▶ Data extract
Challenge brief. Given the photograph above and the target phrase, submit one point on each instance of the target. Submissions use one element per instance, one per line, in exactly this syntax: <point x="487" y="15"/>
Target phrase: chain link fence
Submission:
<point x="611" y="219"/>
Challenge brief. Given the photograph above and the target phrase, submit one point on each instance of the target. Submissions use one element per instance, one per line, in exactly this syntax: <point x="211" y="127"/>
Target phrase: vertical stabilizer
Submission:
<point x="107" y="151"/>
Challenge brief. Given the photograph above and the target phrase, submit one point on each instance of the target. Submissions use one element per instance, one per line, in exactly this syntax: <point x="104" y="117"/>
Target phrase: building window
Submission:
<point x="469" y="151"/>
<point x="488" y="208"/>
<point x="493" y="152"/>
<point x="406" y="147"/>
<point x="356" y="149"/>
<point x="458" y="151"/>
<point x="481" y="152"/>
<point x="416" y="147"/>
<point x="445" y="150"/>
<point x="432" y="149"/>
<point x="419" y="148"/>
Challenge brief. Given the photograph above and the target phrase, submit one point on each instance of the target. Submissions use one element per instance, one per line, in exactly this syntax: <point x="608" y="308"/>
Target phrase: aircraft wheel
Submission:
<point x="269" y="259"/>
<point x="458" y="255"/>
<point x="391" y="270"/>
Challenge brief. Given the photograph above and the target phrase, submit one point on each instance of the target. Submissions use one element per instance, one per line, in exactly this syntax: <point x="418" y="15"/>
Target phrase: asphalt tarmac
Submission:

==

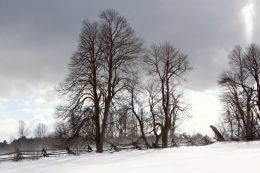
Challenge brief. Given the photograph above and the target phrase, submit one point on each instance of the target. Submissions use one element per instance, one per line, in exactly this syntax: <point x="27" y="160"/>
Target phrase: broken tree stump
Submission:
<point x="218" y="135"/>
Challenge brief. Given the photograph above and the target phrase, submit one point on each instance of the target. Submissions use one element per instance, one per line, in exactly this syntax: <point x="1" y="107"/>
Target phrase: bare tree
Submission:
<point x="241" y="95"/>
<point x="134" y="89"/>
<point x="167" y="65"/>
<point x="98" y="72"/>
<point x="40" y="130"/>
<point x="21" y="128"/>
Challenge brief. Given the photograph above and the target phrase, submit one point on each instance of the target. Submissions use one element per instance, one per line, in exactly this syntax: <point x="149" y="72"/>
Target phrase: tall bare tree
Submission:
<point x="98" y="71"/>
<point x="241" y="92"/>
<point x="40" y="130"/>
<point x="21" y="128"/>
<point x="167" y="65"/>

▶ Your objective
How many lines in the listing contain the word "tree"? Reply with the number alone.

▶ Expected answer
3